— start of Stored data —
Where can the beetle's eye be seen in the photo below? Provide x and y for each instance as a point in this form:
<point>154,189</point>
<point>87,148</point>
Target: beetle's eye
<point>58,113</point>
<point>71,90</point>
— end of Stored data —
**What to work on**
Write out all the rows again in full, offsetting every coordinate in the answer points by 126. Leave the sample points that illustrate the format unchanged.

**Result of this exercise**
Where can the beetle's eye be seen in the photo below? Provide x and y for each instance as a point in this form:
<point>154,189</point>
<point>87,148</point>
Target: beetle's eye
<point>184,239</point>
<point>197,216</point>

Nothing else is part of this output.